--- EXTRAIT FOURNI ---
Le journaliste et politologue Freddy Mulumba, preuves à l’appui, a montré, dans son intervention intitulée « l’existence du projet de balkanisation »que ce projet a un caractère colonialiste et internationaliste, donc fondamentalement capitaliste. Sur base des écrits occidentaux (John le Carré, Jacques Attali…), le conférencier a assis la matérialité du projet de balkanisation. La balkanisation est une réponse à la mutation du capitalisme. En effet, le capitalisme s’est nourri, dans premier temps, du sang rouge de l’homme Noir pendant les quatre siècles de la traite négrière, période où l’homme noir était l’unique marchandise par excellence ;ensuite le capitalisme s’est renforcé avec la colonisation c’est-à-dire de l’exploitation éhontée de l’homme et des ressources du sol et sous sol de pays colonisés ;aujourd’hui, la Mondialisation( l’autre nom du capitalisme colonialiste) va se nourrir de la balkanisation de la RDC c’est-à-dire de la dépossession du congolais de son sol et de son sous-sol au profit de l’Occident pauvre et prédateur. Ce projet, qui est déjà en exécution, a des chances de réussir à cause de la complicité locale et de la léthargie du peuple congolais.
---
» **TÂCHE DEMANDÉE 1**
Recopiez à l'identique les enregistrements en partant de leur toute première ligne, puis arrêtez-vous après la ligne qui contient « (1100, 291) ».
--- DONNÉES DE LA TÂCHE ---
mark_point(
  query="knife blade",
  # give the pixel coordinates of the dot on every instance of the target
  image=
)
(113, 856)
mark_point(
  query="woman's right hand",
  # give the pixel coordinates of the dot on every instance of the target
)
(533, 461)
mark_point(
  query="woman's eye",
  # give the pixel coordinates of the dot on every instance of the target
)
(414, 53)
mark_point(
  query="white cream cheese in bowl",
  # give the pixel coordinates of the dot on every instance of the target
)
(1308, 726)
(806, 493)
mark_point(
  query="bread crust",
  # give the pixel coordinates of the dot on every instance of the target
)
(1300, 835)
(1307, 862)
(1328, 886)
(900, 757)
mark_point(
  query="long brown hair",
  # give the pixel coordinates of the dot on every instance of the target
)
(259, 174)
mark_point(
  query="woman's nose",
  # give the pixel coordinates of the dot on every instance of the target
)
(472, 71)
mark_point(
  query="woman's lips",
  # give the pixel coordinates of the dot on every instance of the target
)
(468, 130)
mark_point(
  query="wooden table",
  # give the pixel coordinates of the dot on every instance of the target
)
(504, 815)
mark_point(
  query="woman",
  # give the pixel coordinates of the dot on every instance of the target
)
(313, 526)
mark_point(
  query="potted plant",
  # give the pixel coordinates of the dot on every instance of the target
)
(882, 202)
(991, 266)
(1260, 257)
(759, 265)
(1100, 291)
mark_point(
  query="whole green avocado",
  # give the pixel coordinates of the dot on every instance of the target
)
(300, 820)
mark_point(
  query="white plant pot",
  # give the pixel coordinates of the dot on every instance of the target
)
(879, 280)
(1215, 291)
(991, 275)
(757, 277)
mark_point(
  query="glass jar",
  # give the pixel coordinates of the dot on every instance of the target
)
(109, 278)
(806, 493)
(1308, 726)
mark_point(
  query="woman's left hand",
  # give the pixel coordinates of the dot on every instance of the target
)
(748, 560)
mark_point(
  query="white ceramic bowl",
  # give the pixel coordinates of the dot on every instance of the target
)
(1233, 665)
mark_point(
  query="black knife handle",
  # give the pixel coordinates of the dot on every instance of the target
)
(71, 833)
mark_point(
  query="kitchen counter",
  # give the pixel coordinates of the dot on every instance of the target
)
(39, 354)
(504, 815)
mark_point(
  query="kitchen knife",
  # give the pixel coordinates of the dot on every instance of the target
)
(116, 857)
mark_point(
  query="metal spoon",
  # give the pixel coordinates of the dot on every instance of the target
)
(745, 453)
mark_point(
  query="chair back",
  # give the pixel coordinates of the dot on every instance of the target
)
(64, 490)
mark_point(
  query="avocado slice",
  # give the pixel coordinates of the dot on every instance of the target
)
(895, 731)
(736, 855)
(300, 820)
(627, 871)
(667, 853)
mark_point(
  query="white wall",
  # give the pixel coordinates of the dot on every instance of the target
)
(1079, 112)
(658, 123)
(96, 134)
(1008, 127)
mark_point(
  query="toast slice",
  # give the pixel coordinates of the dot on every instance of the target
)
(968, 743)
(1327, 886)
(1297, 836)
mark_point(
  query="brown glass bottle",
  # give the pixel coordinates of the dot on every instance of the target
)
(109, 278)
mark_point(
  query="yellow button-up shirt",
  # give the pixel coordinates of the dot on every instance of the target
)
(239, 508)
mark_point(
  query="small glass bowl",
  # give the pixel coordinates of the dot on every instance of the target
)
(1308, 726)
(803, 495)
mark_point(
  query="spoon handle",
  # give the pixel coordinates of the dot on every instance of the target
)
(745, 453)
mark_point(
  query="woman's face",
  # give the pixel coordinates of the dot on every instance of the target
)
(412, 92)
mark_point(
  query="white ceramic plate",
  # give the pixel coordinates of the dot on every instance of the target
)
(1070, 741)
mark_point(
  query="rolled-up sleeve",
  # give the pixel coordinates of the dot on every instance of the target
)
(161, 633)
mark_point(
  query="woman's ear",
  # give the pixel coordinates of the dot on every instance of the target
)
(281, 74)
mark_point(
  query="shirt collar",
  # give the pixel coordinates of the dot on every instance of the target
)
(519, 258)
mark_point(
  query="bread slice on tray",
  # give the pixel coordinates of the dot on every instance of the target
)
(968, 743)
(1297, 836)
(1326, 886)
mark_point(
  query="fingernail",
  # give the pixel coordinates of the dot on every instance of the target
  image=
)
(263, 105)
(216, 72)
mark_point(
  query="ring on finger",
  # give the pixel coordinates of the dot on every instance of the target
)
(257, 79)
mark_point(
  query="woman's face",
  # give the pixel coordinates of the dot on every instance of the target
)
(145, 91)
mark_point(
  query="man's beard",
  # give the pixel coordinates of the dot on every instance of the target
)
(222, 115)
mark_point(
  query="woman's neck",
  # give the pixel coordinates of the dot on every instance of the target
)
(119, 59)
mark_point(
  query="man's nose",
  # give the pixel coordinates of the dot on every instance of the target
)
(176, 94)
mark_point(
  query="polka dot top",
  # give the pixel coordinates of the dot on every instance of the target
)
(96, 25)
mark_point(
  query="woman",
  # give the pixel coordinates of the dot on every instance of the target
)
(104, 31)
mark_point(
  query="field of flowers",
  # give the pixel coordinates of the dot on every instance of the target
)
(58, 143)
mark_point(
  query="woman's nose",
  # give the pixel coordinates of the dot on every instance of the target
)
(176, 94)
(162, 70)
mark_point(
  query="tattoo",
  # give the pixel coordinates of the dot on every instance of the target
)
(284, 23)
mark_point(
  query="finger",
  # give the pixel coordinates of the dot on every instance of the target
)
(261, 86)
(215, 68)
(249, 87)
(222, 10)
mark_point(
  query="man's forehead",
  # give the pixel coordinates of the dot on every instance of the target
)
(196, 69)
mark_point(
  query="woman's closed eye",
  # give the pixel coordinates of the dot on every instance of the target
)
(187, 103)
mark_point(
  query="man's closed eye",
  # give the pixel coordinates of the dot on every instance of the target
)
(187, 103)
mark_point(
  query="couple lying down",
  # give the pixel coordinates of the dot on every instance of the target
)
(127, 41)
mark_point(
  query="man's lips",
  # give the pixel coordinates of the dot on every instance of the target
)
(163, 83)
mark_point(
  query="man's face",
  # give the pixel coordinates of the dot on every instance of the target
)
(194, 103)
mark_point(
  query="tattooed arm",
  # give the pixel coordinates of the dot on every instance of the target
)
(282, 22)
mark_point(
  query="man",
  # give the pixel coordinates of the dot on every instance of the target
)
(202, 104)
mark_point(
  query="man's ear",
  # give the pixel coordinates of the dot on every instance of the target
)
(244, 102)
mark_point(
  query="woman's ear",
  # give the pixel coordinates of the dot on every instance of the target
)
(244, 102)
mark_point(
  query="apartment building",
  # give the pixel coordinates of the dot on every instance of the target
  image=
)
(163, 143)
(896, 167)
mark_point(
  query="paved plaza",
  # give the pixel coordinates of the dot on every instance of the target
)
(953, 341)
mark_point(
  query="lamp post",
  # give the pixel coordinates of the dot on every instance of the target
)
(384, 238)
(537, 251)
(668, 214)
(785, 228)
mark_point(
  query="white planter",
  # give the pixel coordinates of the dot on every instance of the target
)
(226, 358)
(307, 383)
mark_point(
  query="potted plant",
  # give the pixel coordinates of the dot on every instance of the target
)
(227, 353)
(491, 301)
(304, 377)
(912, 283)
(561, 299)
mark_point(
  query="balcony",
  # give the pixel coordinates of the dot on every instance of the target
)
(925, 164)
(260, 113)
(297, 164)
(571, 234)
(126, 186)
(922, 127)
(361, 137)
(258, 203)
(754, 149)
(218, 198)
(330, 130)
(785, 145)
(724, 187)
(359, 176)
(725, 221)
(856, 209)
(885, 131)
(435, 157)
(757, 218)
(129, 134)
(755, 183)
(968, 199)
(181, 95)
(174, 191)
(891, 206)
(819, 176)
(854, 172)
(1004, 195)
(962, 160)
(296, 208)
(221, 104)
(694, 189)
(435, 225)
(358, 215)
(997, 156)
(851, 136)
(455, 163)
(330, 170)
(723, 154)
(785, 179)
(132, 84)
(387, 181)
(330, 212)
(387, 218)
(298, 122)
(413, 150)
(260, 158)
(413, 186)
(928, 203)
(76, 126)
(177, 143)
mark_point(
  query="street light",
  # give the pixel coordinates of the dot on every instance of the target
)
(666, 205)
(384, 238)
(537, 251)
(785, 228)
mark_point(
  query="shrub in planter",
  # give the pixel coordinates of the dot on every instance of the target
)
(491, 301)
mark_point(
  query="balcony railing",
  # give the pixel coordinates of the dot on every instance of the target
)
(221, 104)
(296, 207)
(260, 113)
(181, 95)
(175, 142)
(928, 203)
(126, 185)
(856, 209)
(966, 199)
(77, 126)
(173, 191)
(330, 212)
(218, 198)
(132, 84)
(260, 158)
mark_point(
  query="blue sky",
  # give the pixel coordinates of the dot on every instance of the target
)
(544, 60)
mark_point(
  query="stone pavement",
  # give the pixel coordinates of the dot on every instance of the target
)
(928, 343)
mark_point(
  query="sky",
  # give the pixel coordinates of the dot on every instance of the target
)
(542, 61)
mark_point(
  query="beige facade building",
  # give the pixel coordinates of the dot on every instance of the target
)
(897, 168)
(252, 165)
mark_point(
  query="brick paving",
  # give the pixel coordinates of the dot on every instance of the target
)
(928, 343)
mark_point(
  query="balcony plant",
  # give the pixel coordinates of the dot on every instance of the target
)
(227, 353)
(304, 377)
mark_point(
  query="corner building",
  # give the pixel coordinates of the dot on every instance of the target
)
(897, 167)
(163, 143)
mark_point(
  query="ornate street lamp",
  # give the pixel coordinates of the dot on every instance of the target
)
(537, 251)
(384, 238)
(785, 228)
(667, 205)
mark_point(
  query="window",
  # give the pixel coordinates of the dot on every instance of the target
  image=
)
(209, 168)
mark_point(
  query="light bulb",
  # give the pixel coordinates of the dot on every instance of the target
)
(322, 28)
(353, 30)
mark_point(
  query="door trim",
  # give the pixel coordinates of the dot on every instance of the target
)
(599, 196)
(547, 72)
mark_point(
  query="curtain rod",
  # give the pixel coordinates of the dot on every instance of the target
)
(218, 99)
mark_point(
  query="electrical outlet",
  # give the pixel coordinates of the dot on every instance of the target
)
---
» **TÂCHE DEMANDÉE 2**
Reproduisez intégralement et à l'identique l'extrait sur le projet de balkanisation de la RDC.

» **RÉPONSE FINALE 1**
mark_point(
  query="knife blade",
  # give the pixel coordinates of the dot on every instance of the target
  image=
)
(113, 856)
mark_point(
  query="woman's right hand",
  # give the pixel coordinates of the dot on every instance of the target
)
(533, 461)
mark_point(
  query="woman's eye",
  # give the pixel coordinates of the dot on every instance of the target
)
(414, 53)
mark_point(
  query="white cream cheese in bowl",
  # give the pixel coordinates of the dot on every instance of the target
)
(1308, 726)
(806, 493)
mark_point(
  query="bread crust",
  # give the pixel coordinates of the dot on every instance of the target
)
(1300, 835)
(1307, 862)
(1328, 886)
(900, 757)
mark_point(
  query="long brown hair",
  # give the pixel coordinates of the dot on every instance of the target
)
(259, 174)
mark_point(
  query="woman's nose",
  # give the pixel coordinates of the dot on every instance of the target
)
(472, 71)
mark_point(
  query="woman's lips",
  # give the pixel coordinates of the dot on every instance of the target
)
(468, 130)
mark_point(
  query="wooden table",
  # give the pixel coordinates of the dot on every instance of the target
)
(504, 815)
mark_point(
  query="woman",
  # give the pixel coordinates of the dot on every instance of the target
)
(313, 526)
mark_point(
  query="potted plant",
  # give the pixel coordinates of the dot on every instance of the target
)
(882, 202)
(991, 266)
(1260, 257)
(759, 265)
(1100, 291)

» **RÉPONSE FINALE 2**
Le journaliste et politologue Freddy Mulumba, preuves à l’appui, a montré, dans son intervention intitulée « l’existence du projet de balkanisation »que ce projet a un caractère colonialiste et internationaliste, donc fondamentalement capitaliste. Sur base des écrits occidentaux (John le Carré, Jacques Attali…), le conférencier a assis la matérialité du projet de balkanisation. La balkanisation est une réponse à la mutation du capitalisme. En effet, le capitalisme s’est nourri, dans premier temps, du sang rouge de l’homme Noir pendant les quatre siècles de la traite négrière, période où l’homme noir était l’unique marchandise par excellence ;ensuite le capitalisme s’est renforcé avec la colonisation c’est-à-dire de l’exploitation éhontée de l’homme et des ressources du sol et sous sol de pays colonisés ;aujourd’hui, la Mondialisation( l’autre nom du capitalisme colonialiste) va se nourrir de la balkanisation de la RDC c’est-à-dire de la dépossession du congolais de son sol et de son sous-sol au profit de l’Occident pauvre et prédateur. Ce projet, qui est déjà en exécution, a des chances de réussir à cause de la complicité locale et de la léthargie du peuple congolais.